_TEXTO DE ESTUDIO_.
Quizá para ser felices debiéramos hacerle menos caso a las frases comunes de los reenviados de whatsap y mentirnos menos. Dejar de creer en los ilusionistas y disfrutar de los conejos que saca de la galera, a sabiendas que son un espectáculo y nada más . Bajarnos del ego y disfrutar  lo simple, saborear el pan, darnos más satisfacciones que latigazos. Quién sabe habría que asumir esos kilos de más no molestan tanto, que la lucha contra el cigarrillo la perdimos, que nos encanta estar solos (¿ por qué no?) y que tenemos fantasías secretas, inconfesables. Puede ser que les haya sucedido: cuando éramos “perfectos” fuimos irremediablemente infelices.

Todo hombre tiene derecho a enamorarse de la fea (o del feo) y miente la mujer que no se haya torturado alguna vez por el ideal de belleza que le  impuso la moda. A nadie le sale fácil el idioma que aprendió siendo adulto y no hay nada de malo en detestar el regatón.
Cuando mi madre tuvo cáncer extrañaba su vello. Lo combatió desde que tuvo uso de razón y tras la segunda quimioterapia no pensó en otra cosa que en recuperar sus pelos. Lo confesó a viva voz, sorprendida de sí misma.

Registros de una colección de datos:
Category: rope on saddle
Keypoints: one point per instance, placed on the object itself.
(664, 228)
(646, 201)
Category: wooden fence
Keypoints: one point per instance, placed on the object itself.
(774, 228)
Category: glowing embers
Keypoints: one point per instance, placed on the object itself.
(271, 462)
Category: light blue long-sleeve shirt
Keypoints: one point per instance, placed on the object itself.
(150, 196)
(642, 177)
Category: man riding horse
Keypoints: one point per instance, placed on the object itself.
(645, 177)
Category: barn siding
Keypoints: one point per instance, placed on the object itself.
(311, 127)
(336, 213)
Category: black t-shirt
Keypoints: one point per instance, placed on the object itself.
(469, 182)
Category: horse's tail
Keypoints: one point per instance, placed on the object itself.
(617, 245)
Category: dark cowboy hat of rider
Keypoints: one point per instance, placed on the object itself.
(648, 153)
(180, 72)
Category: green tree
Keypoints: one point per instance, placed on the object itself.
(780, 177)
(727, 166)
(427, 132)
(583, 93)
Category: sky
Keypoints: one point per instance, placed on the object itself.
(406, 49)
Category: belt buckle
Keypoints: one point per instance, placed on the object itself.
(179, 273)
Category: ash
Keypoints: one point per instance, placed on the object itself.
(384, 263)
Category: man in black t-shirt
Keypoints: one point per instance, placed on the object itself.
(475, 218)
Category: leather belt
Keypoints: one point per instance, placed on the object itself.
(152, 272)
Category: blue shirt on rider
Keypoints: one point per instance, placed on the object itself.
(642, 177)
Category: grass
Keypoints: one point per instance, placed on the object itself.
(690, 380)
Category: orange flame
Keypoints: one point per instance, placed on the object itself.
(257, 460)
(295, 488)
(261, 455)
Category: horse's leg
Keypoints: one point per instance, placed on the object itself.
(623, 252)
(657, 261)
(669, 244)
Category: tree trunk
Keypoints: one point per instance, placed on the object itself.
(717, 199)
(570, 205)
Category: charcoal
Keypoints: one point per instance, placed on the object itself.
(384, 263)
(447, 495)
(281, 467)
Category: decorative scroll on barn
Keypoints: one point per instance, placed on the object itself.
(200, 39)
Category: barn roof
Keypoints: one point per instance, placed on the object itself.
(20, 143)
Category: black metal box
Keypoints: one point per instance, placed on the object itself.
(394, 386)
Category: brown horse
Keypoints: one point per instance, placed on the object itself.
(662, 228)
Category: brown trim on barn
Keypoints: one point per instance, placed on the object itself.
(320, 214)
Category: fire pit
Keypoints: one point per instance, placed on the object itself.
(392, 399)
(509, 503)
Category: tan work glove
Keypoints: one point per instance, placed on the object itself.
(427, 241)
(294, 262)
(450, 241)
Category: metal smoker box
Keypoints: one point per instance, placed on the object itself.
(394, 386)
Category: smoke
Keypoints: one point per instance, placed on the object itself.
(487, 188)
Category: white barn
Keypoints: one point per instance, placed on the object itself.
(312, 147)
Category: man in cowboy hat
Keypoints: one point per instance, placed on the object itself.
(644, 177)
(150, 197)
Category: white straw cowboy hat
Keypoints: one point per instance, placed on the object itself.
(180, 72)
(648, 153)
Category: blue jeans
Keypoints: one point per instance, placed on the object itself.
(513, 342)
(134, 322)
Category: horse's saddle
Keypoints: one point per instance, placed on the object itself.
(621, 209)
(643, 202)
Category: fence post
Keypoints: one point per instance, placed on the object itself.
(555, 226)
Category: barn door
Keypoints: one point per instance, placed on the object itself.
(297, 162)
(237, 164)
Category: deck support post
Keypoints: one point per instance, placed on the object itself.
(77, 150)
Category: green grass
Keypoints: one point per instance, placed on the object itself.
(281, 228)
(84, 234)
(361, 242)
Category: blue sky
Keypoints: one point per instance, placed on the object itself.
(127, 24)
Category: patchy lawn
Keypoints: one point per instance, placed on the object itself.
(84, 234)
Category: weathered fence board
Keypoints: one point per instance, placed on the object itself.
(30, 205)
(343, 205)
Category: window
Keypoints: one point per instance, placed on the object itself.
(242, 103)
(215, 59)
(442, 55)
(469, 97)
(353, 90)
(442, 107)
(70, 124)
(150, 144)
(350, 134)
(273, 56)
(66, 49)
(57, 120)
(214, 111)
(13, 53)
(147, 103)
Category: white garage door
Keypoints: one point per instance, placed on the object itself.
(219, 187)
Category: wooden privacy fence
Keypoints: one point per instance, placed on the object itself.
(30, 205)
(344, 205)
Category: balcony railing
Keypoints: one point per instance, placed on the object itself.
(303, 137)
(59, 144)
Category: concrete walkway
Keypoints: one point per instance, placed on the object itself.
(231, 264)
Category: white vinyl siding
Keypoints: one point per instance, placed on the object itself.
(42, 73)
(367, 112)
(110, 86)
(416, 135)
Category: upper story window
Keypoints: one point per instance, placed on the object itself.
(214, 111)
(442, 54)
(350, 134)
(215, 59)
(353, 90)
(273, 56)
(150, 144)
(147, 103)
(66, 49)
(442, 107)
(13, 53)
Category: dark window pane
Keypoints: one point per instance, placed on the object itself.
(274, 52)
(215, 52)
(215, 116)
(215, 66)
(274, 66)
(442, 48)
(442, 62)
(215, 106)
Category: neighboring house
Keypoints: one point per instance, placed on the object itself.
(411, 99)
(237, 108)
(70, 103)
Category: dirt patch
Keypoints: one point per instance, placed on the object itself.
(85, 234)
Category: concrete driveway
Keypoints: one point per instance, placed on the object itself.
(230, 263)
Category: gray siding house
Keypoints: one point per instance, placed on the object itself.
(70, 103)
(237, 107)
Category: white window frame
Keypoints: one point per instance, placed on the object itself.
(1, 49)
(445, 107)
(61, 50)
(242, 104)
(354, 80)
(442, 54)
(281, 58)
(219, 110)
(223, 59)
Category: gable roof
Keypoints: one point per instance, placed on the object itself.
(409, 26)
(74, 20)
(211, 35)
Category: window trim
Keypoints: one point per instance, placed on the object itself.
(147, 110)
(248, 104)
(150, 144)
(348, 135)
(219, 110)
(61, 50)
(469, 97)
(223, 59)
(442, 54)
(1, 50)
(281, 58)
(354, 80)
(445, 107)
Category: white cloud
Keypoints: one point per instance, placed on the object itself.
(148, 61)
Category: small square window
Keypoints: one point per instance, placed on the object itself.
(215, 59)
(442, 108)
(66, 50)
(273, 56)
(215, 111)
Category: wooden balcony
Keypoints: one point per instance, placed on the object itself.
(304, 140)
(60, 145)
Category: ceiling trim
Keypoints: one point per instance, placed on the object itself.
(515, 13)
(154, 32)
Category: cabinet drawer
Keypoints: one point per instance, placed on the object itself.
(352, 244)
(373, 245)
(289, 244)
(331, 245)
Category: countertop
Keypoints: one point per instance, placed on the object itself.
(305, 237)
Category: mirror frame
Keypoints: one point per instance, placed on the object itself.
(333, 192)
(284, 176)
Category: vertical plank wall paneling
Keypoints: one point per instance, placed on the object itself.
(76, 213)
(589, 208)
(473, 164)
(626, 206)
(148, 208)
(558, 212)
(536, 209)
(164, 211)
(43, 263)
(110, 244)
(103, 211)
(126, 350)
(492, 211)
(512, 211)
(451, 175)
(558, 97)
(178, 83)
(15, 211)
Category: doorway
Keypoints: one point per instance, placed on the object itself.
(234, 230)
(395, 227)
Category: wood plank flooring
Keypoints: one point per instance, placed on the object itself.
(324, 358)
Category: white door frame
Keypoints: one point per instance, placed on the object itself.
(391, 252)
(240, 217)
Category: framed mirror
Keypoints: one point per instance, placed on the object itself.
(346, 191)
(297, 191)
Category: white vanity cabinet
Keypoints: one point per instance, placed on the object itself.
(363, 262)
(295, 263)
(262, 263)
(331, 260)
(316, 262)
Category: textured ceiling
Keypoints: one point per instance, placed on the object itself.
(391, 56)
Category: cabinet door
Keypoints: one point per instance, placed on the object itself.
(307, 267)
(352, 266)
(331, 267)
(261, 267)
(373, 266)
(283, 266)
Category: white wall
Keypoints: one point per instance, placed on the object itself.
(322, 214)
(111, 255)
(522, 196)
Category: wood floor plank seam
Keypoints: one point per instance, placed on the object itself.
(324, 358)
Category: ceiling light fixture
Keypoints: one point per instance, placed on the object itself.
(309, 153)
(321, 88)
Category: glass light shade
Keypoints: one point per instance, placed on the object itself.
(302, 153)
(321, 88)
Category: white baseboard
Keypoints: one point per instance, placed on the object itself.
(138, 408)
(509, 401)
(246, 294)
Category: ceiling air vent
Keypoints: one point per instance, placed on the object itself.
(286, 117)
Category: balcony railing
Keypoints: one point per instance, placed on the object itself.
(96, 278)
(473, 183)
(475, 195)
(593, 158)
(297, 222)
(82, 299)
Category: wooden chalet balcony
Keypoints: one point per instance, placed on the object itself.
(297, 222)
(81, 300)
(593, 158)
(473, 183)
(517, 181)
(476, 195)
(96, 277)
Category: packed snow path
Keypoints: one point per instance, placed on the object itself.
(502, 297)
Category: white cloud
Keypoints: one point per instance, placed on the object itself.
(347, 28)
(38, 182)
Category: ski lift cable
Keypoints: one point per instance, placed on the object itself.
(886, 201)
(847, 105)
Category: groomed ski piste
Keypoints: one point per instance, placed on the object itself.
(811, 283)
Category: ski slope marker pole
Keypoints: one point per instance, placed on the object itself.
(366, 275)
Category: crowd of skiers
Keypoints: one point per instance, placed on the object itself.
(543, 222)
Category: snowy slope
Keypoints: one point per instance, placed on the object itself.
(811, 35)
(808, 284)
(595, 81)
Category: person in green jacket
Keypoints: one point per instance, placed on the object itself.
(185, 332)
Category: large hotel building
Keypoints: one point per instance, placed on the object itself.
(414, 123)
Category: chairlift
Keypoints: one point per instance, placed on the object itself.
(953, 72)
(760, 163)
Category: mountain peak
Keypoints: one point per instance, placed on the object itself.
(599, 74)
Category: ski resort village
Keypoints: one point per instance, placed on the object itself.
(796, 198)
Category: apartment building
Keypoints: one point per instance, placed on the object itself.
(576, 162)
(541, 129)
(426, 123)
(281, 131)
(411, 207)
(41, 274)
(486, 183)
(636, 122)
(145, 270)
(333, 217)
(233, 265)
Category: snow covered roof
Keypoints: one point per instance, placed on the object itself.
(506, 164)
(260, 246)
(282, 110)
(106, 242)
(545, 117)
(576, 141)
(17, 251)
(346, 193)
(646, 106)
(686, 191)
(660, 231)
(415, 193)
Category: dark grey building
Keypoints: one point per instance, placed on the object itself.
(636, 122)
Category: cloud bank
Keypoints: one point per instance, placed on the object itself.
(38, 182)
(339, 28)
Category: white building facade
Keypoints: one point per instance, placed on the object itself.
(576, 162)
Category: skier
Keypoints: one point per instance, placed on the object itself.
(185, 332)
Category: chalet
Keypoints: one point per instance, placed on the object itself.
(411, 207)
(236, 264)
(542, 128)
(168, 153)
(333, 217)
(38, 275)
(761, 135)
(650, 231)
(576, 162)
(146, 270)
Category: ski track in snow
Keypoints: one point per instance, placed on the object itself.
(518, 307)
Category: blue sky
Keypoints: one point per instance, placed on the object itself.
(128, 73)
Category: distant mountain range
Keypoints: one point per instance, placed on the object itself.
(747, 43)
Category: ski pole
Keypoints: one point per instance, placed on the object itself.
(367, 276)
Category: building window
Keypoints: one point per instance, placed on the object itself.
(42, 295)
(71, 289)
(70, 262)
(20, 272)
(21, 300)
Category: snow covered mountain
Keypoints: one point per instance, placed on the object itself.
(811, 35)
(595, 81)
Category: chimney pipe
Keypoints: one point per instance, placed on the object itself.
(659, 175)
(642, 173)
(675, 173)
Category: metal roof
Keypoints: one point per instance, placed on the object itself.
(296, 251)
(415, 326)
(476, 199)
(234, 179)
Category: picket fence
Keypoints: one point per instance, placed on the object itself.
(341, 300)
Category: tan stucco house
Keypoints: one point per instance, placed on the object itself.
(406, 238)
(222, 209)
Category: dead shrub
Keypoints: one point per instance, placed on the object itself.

_EN QUÉ CONSISTE_.
Según el texto de estudio, ¿qué extrañaba la madre cuando tuvo cáncer? Los ítems proceden de otra fuente.

_RESULTADO DEL EJERCICIO_.
Extrañaba su vello.